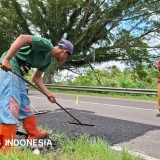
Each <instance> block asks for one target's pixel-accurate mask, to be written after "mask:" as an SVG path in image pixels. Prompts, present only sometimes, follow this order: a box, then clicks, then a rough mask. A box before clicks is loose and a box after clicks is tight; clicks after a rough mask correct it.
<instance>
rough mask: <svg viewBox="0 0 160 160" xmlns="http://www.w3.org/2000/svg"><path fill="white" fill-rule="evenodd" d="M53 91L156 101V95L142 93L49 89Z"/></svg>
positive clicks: (140, 99)
mask: <svg viewBox="0 0 160 160" xmlns="http://www.w3.org/2000/svg"><path fill="white" fill-rule="evenodd" d="M51 91H52V92H54V93H67V94H82V95H89V96H100V97H113V98H125V99H137V100H146V101H157V96H156V95H142V94H125V93H112V92H106V93H100V92H89V91H88V92H86V91H67V90H59V89H51Z"/></svg>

# Description of the task:
Which lines above hold the word "instance"? Copy each of them.

# Exercise solution:
Each <instance> block asks for one target's pixel-accurate mask, to be written after "mask:" as an SVG path in image pixels. Prompts, present only sometimes, follow this order: a box, then clicks, then a rough mask. A box before clicks is loose and a box after clicks is tight; clicks after a rough mask correct it.
<instance>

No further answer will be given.